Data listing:
+ + + +

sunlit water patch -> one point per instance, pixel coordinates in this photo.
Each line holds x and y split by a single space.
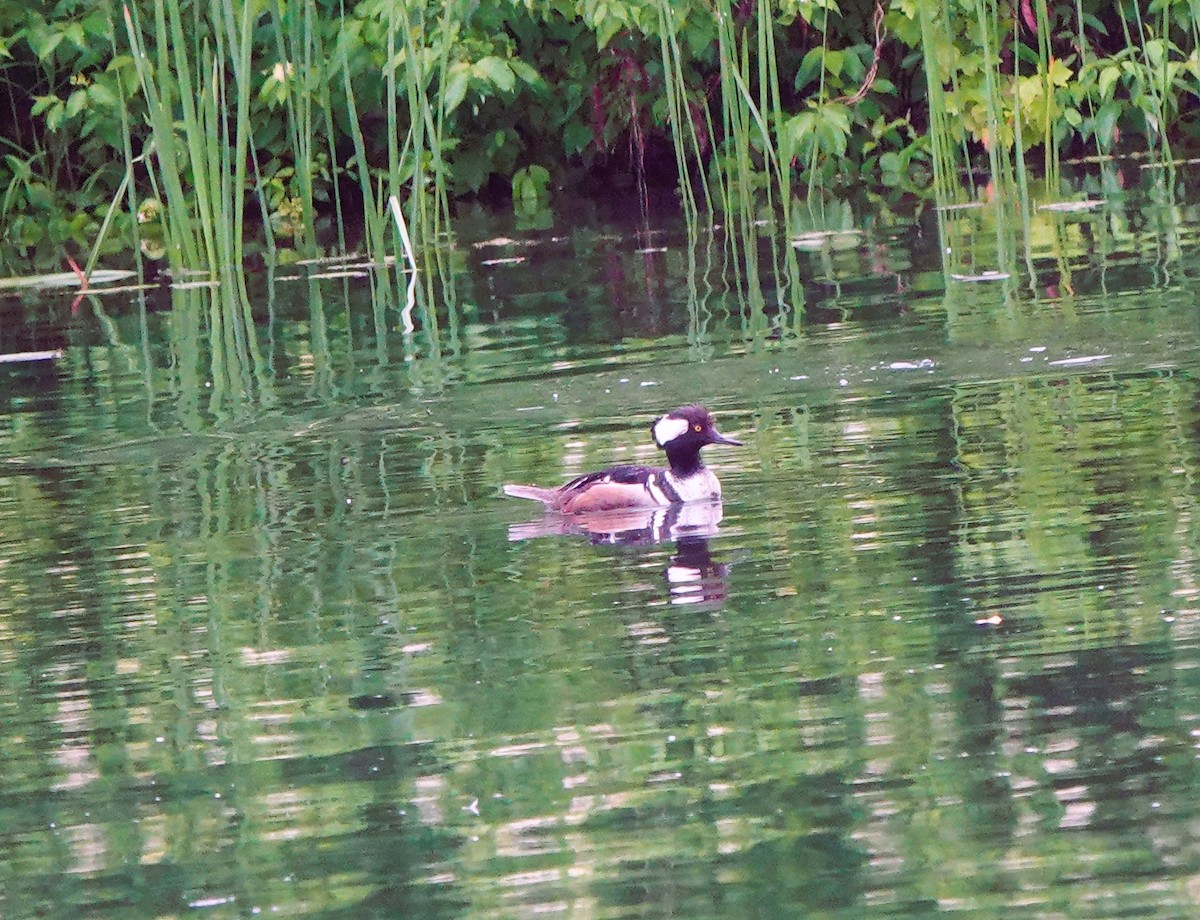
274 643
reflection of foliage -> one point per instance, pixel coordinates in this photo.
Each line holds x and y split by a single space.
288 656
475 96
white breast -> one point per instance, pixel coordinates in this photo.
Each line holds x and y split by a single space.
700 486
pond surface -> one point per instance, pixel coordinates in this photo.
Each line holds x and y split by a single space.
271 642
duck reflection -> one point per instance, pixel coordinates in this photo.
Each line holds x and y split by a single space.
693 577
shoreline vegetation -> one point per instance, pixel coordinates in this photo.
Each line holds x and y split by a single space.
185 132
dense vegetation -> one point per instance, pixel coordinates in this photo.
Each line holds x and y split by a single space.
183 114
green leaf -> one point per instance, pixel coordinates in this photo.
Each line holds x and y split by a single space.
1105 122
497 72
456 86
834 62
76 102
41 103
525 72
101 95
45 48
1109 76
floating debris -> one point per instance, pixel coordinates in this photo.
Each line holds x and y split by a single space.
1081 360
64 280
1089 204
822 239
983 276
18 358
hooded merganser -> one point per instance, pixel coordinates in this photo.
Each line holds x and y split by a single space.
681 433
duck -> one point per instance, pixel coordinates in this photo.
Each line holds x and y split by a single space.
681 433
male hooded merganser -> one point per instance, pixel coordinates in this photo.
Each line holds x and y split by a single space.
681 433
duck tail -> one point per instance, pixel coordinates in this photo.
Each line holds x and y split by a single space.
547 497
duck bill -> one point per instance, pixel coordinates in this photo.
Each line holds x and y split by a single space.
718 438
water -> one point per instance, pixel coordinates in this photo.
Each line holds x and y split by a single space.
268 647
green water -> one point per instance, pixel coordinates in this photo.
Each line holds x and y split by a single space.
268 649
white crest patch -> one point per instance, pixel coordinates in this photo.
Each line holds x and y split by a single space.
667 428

+ + + +

Exercise details:
Lay out the data above as a Markdown table with the columns "Row" and "Line", numbering each line and leaving out blank lines and the pictures.

Answer for this exercise:
| Row | Line |
|---|---|
| 1 | sunlit water patch -> one point per instance, pixel coordinates in this photo. |
| 2 | Each line holds x and y split by a single space. |
| 3 | 274 643 |
| 4 | reflection of foliage -> one point per instance, pixel coordinates in this photo. |
| 5 | Each line holds x and y split by a single space. |
| 6 | 288 656 |
| 7 | 475 96 |
| 8 | white breast -> one point per instance, pixel coordinates in this photo. |
| 9 | Each line holds x and y split by a single space. |
| 10 | 700 486 |
| 11 | pond surface -> one point per instance, pixel coordinates in this photo. |
| 12 | Each line holds x and y split by a single space. |
| 13 | 271 642 |
| 14 | duck reflection -> one point per instance, pixel coordinates in this photo. |
| 15 | Each line holds x and y split by a single space. |
| 16 | 693 577 |
| 17 | shoreline vegetation -> one point per instance, pixel coordinates in this photo. |
| 18 | Each line holds x and y split by a single space. |
| 19 | 185 132 |
| 20 | dense vegetation -> one point per instance, pixel coordinates in this photo. |
| 21 | Each line holds x and y split by a single space. |
| 22 | 183 114 |
| 23 | green leaf -> one point per instance, pixel coordinates in this photo. |
| 24 | Each line holds x and y split by a single space. |
| 25 | 1105 122 |
| 26 | 497 72 |
| 27 | 456 86 |
| 28 | 834 62 |
| 29 | 76 102 |
| 30 | 41 103 |
| 31 | 525 72 |
| 32 | 101 95 |
| 33 | 45 48 |
| 34 | 1109 76 |
| 35 | floating debris -> one point per instance, pixel coordinates in this photo. |
| 36 | Each line holds x and y split by a single space. |
| 37 | 1081 360 |
| 38 | 64 280 |
| 39 | 1089 204 |
| 40 | 822 239 |
| 41 | 983 276 |
| 42 | 18 358 |
| 43 | hooded merganser -> one point per instance, pixel coordinates in this photo. |
| 44 | Each line holds x and y split by a single space. |
| 45 | 681 433 |
| 46 | duck -> one point per instance, pixel coordinates in this photo. |
| 47 | Each line holds x and y split by a single space. |
| 48 | 681 433 |
| 49 | male hooded merganser -> one point per instance, pixel coordinates in this photo. |
| 50 | Each line holds x and y split by a single space. |
| 51 | 681 433 |
| 52 | duck tail -> one point per instance, pixel coordinates in this photo. |
| 53 | Each line holds x and y split by a single space. |
| 54 | 547 497 |
| 55 | duck bill -> one point per instance, pixel coordinates in this photo. |
| 56 | Each line holds x and y split by a single space. |
| 57 | 718 438 |
| 58 | water -> one point per instance, pixel coordinates in this photo. |
| 59 | Each line holds x and y split by a single space. |
| 60 | 268 647 |
| 61 | green water -> one point per instance, pixel coordinates in this photo. |
| 62 | Each line holds x and y split by a single space. |
| 63 | 268 649 |
| 64 | white crest patch -> one point per instance, pixel coordinates in this photo. |
| 65 | Each line holds x and y split by a single space. |
| 66 | 667 428 |